> [Rows of box annotation data]
********************
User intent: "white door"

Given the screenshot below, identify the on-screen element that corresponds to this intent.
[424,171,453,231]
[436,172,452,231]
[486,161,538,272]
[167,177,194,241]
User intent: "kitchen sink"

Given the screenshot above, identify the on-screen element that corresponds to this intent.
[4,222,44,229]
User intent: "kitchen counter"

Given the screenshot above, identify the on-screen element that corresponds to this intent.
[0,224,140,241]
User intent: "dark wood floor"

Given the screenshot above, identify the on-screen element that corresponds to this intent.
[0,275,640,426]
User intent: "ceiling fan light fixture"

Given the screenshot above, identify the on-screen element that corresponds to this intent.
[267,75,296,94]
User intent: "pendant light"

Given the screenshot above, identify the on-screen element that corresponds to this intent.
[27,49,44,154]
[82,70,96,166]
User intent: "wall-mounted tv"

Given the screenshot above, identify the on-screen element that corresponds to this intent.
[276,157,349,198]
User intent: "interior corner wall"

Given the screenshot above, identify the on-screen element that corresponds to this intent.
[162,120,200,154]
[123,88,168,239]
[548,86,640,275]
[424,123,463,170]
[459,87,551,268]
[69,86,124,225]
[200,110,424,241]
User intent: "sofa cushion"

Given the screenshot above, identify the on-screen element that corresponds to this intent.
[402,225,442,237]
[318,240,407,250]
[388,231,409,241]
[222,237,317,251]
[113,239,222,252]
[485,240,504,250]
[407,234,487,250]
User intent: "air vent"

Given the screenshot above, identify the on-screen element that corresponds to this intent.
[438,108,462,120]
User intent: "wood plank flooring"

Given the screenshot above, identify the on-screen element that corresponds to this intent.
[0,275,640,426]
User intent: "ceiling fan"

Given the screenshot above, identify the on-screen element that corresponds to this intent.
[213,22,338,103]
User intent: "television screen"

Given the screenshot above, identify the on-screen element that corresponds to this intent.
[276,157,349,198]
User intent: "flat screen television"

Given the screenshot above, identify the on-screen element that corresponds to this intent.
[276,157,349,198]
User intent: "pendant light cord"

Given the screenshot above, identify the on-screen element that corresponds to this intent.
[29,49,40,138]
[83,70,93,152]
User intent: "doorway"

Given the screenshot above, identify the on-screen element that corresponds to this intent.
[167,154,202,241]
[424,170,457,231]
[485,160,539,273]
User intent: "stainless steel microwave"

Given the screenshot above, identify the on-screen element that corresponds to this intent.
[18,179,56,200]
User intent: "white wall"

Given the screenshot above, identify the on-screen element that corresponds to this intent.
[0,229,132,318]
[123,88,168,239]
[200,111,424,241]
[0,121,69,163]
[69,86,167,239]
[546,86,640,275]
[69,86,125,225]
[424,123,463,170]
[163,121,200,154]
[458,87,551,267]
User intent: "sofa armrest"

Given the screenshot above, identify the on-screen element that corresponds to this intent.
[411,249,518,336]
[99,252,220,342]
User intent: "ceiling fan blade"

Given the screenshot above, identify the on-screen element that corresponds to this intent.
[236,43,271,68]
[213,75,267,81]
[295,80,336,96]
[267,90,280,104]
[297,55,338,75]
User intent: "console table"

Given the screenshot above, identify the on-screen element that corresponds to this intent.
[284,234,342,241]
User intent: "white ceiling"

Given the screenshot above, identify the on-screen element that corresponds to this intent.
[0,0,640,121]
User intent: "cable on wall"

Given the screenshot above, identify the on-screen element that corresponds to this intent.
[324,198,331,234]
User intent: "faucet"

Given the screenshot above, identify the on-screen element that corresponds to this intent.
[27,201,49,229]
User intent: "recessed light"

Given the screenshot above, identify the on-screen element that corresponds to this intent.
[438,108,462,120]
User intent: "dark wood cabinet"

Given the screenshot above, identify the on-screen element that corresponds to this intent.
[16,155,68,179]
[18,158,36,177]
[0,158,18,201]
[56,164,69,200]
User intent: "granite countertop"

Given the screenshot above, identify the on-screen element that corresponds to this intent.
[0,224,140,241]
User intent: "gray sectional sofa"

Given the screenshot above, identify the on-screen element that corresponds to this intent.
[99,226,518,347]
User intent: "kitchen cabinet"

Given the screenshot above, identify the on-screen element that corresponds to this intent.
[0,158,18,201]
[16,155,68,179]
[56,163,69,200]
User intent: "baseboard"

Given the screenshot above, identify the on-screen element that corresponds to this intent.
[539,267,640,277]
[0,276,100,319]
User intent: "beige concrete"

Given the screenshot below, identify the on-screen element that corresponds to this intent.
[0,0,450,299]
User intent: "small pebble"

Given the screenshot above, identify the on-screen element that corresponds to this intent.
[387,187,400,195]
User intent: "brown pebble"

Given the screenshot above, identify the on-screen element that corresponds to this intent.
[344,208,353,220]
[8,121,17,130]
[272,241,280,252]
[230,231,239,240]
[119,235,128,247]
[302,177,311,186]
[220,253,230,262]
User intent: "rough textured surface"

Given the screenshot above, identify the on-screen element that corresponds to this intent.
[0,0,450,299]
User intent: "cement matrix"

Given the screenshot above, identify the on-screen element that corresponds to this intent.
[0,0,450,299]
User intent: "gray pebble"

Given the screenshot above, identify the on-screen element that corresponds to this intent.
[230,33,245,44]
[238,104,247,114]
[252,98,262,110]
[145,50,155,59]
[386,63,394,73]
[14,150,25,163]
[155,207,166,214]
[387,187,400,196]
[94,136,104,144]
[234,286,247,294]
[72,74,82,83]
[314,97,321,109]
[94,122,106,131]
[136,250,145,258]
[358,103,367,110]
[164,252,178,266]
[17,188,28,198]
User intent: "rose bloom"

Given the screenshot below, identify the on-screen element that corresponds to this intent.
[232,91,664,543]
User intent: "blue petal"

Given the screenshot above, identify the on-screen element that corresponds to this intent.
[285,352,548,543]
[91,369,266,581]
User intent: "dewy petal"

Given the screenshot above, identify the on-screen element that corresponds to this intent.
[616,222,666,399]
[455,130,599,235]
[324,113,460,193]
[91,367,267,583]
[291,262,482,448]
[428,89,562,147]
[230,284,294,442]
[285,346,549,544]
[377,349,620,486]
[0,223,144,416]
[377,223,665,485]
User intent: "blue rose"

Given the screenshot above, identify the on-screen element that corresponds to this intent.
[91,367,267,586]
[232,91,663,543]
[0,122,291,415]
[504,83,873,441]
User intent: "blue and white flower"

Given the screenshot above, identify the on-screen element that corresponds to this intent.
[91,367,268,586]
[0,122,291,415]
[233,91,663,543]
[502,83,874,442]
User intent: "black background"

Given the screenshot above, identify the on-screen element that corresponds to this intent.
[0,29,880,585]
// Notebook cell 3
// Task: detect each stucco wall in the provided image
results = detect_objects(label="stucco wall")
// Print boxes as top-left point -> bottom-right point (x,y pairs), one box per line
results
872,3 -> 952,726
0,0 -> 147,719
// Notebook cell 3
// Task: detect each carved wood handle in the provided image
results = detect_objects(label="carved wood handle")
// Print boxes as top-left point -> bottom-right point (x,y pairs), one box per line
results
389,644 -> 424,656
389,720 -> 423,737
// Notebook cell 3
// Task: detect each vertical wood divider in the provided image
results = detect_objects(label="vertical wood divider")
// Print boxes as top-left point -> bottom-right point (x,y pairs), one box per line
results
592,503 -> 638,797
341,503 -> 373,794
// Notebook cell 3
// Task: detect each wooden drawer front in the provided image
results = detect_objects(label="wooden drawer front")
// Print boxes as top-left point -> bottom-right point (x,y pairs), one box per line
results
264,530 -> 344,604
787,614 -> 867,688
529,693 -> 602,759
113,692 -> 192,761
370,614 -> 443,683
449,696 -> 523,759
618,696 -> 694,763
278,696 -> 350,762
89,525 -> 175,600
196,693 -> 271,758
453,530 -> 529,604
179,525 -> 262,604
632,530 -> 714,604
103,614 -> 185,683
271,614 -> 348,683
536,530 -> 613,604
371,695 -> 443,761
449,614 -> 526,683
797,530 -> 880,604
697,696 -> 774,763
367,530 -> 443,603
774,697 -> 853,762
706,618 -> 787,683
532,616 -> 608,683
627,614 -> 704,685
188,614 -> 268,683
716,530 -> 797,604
********************
> [BRIEF] List each line in the records above that contains the string "gray". Case counts.

> [RESPONSE BELOW]
User intent: "gray sectional sofa"
User intent: "gray pebble"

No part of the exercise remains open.